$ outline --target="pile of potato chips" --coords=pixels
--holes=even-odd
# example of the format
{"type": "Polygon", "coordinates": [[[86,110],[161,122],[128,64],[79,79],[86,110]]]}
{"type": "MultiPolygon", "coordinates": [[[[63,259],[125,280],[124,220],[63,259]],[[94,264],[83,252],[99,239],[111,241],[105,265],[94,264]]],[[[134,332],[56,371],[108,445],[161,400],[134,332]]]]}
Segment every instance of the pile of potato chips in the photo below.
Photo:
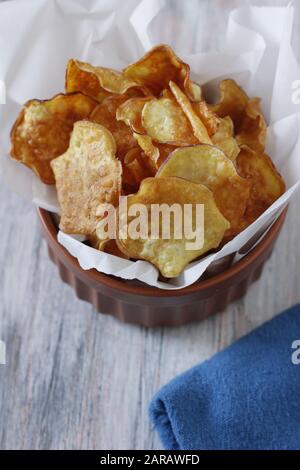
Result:
{"type": "Polygon", "coordinates": [[[265,153],[266,132],[259,98],[228,79],[219,101],[208,103],[189,65],[159,45],[122,72],[71,59],[64,94],[24,105],[11,156],[56,184],[61,230],[116,256],[148,260],[171,278],[244,230],[285,191],[265,153]],[[128,207],[204,204],[203,248],[162,237],[103,239],[105,205],[117,207],[120,195],[128,207]]]}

────────────────────────────────────────

What to work on:
Your answer should be every line above that contains the word "chips".

Exercise result:
$ outline --target="pile of potato chips" --coords=pixels
Segment every instance of the pile of potato chips in the photo below.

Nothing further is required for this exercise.